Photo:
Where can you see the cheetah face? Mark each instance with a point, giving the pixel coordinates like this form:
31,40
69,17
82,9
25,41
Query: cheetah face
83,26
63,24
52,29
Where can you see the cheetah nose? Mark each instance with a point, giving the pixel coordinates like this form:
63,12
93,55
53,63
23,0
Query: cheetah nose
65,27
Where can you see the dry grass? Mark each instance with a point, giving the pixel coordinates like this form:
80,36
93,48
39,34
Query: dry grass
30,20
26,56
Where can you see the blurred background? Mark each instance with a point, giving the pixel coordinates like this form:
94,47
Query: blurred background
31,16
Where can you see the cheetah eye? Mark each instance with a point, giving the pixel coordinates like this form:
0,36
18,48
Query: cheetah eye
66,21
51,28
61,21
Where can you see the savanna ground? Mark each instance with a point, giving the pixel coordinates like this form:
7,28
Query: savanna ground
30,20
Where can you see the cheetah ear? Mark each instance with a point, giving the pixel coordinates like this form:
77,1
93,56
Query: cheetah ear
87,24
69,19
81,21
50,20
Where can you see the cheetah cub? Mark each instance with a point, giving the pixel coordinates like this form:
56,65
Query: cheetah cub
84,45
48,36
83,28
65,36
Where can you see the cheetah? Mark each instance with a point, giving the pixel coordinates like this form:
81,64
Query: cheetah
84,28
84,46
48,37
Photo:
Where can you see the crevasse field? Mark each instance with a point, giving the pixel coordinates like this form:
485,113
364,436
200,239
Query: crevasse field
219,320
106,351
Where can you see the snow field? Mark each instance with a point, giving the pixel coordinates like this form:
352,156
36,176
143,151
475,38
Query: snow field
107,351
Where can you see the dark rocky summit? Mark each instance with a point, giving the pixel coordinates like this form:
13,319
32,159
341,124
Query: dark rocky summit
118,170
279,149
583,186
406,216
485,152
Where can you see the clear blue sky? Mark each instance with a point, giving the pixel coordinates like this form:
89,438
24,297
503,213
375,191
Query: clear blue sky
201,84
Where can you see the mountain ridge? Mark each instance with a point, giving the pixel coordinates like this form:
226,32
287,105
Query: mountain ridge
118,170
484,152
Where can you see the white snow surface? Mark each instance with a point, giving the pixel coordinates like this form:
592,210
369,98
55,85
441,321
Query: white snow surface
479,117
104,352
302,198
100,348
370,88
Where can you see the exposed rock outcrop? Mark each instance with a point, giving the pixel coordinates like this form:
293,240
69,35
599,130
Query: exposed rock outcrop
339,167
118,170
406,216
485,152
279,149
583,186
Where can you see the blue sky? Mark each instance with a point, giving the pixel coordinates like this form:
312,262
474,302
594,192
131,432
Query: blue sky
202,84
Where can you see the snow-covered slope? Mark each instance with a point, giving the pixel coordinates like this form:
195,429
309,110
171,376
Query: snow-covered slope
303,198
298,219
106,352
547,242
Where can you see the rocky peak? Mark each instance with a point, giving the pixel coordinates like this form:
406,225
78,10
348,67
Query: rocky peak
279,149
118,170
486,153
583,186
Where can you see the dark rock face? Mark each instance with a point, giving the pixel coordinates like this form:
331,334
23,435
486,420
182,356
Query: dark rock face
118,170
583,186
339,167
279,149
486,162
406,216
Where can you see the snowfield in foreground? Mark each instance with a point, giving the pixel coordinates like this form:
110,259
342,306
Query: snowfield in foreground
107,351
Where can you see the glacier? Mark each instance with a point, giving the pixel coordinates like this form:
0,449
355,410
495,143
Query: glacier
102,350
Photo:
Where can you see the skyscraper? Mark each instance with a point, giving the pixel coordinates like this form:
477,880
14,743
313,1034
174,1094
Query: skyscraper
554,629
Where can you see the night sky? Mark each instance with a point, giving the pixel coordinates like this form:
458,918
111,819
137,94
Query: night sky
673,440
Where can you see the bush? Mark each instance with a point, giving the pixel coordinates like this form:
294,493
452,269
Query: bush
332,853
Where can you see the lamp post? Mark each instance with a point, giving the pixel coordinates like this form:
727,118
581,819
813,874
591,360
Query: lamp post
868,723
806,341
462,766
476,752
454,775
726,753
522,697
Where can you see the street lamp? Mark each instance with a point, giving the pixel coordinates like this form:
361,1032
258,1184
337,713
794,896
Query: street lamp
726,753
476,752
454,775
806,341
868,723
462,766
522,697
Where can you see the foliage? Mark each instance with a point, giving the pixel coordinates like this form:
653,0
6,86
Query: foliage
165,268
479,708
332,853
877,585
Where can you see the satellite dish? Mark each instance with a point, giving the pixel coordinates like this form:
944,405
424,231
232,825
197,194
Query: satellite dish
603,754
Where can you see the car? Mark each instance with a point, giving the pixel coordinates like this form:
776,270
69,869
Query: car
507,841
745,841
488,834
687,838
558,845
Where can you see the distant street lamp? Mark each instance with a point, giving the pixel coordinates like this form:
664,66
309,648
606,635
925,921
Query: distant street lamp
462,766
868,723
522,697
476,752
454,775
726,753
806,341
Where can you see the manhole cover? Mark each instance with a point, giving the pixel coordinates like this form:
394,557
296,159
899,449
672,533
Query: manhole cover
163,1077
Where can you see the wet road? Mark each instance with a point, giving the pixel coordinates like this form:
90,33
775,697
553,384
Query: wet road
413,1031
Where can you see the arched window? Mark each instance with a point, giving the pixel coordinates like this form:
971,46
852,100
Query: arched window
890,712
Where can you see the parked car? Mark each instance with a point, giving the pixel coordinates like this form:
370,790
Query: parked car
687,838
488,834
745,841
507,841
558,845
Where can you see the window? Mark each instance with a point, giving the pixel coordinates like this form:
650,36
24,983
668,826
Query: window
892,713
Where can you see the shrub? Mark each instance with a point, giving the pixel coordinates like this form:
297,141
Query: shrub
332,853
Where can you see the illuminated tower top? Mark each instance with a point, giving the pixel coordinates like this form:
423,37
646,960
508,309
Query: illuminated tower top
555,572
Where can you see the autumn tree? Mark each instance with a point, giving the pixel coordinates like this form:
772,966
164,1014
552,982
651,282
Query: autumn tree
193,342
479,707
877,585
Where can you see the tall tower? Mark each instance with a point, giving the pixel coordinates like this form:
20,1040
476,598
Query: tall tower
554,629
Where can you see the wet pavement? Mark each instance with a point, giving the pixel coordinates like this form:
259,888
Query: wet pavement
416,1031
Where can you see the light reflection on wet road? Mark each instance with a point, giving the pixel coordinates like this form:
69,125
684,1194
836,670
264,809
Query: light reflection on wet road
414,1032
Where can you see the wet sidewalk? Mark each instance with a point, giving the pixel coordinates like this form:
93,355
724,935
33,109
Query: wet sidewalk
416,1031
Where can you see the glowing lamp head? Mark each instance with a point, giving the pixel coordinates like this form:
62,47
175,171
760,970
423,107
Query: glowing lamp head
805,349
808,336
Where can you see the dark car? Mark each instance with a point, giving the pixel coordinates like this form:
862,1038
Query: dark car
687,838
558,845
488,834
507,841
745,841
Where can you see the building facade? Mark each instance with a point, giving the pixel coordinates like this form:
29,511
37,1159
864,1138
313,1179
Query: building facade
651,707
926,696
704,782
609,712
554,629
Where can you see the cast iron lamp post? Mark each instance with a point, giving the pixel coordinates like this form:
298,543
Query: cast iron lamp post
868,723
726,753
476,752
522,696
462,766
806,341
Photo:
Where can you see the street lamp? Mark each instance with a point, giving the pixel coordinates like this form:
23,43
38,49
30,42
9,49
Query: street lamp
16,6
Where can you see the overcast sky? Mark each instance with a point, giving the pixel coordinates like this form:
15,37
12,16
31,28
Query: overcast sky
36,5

◆ **PROBLEM TO WORK ON**:
The listing above needs to be retyped. Reproduce every line exactly.

◆ **ANSWER BOX**:
Photo:
Where can you see the cheetah face? Mark each instance with a point, giving the pixel coordinates like this form:
31,40
69,17
82,9
25,41
Query: cheetah face
83,26
63,24
52,29
Where can you see the cheetah nose? Mark each instance with a point, giving the pixel coordinates like this form:
63,12
93,55
53,63
23,0
Query: cheetah nose
65,27
Where can you see the dry grass? Mark each instance with a point, giving the pixel coordinates like this form:
80,36
93,48
39,34
Query: dry grass
30,20
26,56
Where can you see the blurred background? Mark each instance with a point, giving the pixel coordinates like this form:
94,47
Query: blurred background
31,16
Where can you see the cheetah eye? Mark each instance with a point, giving the pixel coordinates like this form:
0,36
18,48
Query: cheetah eye
66,21
51,28
61,21
Where can you see the savanna ground? Mark each instance with a point, giving the pixel coordinates like this form:
7,28
Query: savanna ground
30,20
Where can you see the cheetah ear? Mark each instance with a point, giving the pixel coordinates like this form:
77,1
93,56
Query: cheetah ear
87,24
69,19
81,21
50,20
Where can you see the cheetah cub? Mark each instance with a point, giving the pixel coordinates like this form:
56,65
Query: cheetah cub
84,45
48,36
83,28
65,36
Where can you see the cheetah? Mark each instance with a point, giving the pixel coordinates like this form:
81,64
Query: cheetah
84,28
84,46
48,37
Photo:
Where can you see the crevasse field? Mark each instance with a point, giving the pixel coordinates like this form:
485,113
364,436
200,239
Query: crevasse field
219,320
106,351
Where can you see the snow field? Mark each instance with a point, giving the pixel coordinates like this form:
352,156
36,176
143,151
475,38
Query: snow field
107,351
Where can you see the dark rocky summit? Mark each instance with a point, giving the pixel coordinates like this form:
13,319
32,159
341,124
Query: dark rocky summit
118,170
279,149
583,186
406,216
485,152
Where can you see the clear blue sky? Mark each instance with a point, giving the pixel coordinates like this form:
89,438
24,297
503,213
375,191
Query: clear blue sky
201,84
Where can you see the mountain ridge? Mark each instance with a point, giving the pixel coordinates like this form:
226,32
287,105
Query: mountain ridge
118,170
484,152
Where can you see the white snow surface? Mark each instance with a point, giving the pixel coordinates like this form:
592,210
369,98
55,85
441,321
Query: white snow surface
479,117
104,352
302,198
100,348
370,88
Where can you see the exposed rock outcrop? Mark each instance with a point, giving the pixel coordinates like this form:
293,240
69,35
599,130
Query: exposed rock outcrop
339,167
118,170
406,216
485,152
279,149
583,186
Where can you see the blue sky? Mark each instance with a point, giving the pixel coordinates like this form:
312,262
474,302
594,192
131,432
Query: blue sky
202,84
Where can you see the snow-covered slope? Mark each instance with a point, giving the pixel coordinates like this form:
195,429
309,110
171,376
Query: snow-covered slope
303,198
298,219
106,352
547,242
Where can you see the rocky peak? Mark each instance with a point, giving the pixel coordinates like this form:
406,225
78,10
348,67
Query: rocky peak
279,149
118,170
486,153
583,186
Where can you see the dark rock face? Mark each instance with a point, giving the pixel coordinates like this form:
331,334
23,435
486,420
182,356
Query: dark rock face
118,170
583,186
339,167
279,149
486,162
406,216
Where can you see the snowfield in foreground? Mark each instance with a point, giving the pixel coordinates like this form:
110,259
342,306
Query: snowfield in foreground
107,351
Where can you see the glacier? Mark each instance with a point, giving the pixel coordinates like this form:
0,449
355,410
495,143
Query: glacier
102,350
Photo:
Where can you see the skyscraper? Mark each instance with a point, giving the pixel coordinates like this form:
477,880
14,743
313,1034
174,1094
Query: skyscraper
554,629
Where can you see the night sky? Mark each instance with a point, giving the pixel coordinates like this form:
458,918
111,819
137,94
Query: night sky
673,440
Where can you see the bush? Mark each instance with a point, giving the pixel coordinates like this form:
294,493
452,269
Query: bush
332,853
Where can you see the lamp post? Mark each instance with a point, giving the pixel coordinates like this form:
727,118
581,819
813,874
591,360
Query: lamp post
868,723
806,341
462,766
476,752
454,775
726,753
522,697
Where can you see the street lamp? Mark each instance with a point, giving the pixel coordinates like this form:
361,1032
258,1184
337,713
794,896
Query: street lamp
726,753
476,752
454,775
806,341
868,723
462,766
522,697
Where can you see the foliage? Mark each instance with a point, giving the pixel coordinates like this form:
653,0
6,86
Query: foliage
165,268
479,708
332,853
877,585
Where can you see the satellite dish? Mark each instance with a point, giving the pixel coordinates like this form:
944,405
424,231
232,825
197,194
Query: satellite dish
603,754
Where can you see the car? Mark each instance with a point, giving the pixel coordinates like this form:
776,270
69,869
Query: car
507,841
745,841
488,834
687,838
558,845
Where can you see the distant street lamp? Mark each instance with a point, giving the pixel coordinates like this form:
664,66
309,648
606,635
925,921
Query: distant street lamp
462,766
868,723
522,697
476,752
454,775
726,753
806,341
Where can you see the manhole cover? Mark each instance with a point, giving the pixel coordinates like this form:
394,557
296,159
899,449
672,533
Query: manhole cover
163,1077
Where can you see the wet road? Mark each instance with a point, giving the pixel coordinates like this form:
90,33
775,697
553,384
Query: wet road
413,1031
Where can you see the arched window? Mark each instance with a point, giving the pixel coordinates like this form:
971,46
852,100
Query: arched window
890,712
Where can you see the parked car? Mark each instance with a point, giving the pixel coordinates like this form:
370,790
Query: parked car
687,838
488,834
745,841
507,841
558,845
Where can you see the window? Mark each instance with a point, giving the pixel coordinates like this form:
650,36
24,983
668,826
Query: window
892,713
Where can you see the shrub? Mark each instance with a point, giving the pixel coordinates like this form:
297,141
Query: shrub
332,853
Where can you see the illuminated tower top? Mark each instance with a point, giving the pixel coordinates like this form:
423,37
646,960
508,309
Query: illuminated tower top
555,572
Where can you see the autumn tree? Mark each instance with a point, giving the pixel coordinates like this form:
772,966
164,1014
552,982
651,282
Query: autumn tree
193,342
479,707
877,585
Where can you see the tall tower? Mark each instance with a point, giving the pixel coordinates like this form:
20,1040
476,598
Query: tall tower
554,629
Where can you see the wet pavement? Mark each instance with a point, giving the pixel coordinates like this form:
259,888
Query: wet pavement
416,1031
Where can you see the light reflection on wet road? Mark each instance with a point, giving the pixel coordinates like this form:
69,125
684,1194
836,670
264,809
Query: light reflection on wet road
414,1032
Where can you see the wet sidewalk? Mark each instance with a point, giving the pixel coordinates like this form:
93,355
724,935
33,109
Query: wet sidewalk
416,1031
Where can you see the glowing lamp head? Mark each instance with a point, giving the pixel coordinates like this form:
62,47
175,171
760,970
423,107
Query: glowing lamp head
805,349
808,336
Where can you see the dark car? Mark each instance with a point, giving the pixel coordinates like this form:
862,1038
Query: dark car
687,838
558,845
488,834
507,841
745,841
Where can you see the building facade? Mark each instance with a point, giving the pixel coordinates like this form:
29,511
37,1159
864,1138
313,1179
Query: building facade
651,707
926,696
704,782
609,712
554,629
Where can you see the cast iron lamp post? Mark each instance with a point, giving the pixel coordinates like this form:
298,543
Query: cast iron lamp post
868,723
726,753
476,752
522,696
462,766
806,341
Photo:
Where can you see the street lamp? Mark each instance with a point, giving the pixel coordinates like this form:
23,43
38,49
30,42
9,49
Query: street lamp
16,6
Where can you see the overcast sky? Mark each instance with a point, giving the pixel coordinates like this form:
15,37
12,16
31,28
Query: overcast sky
36,5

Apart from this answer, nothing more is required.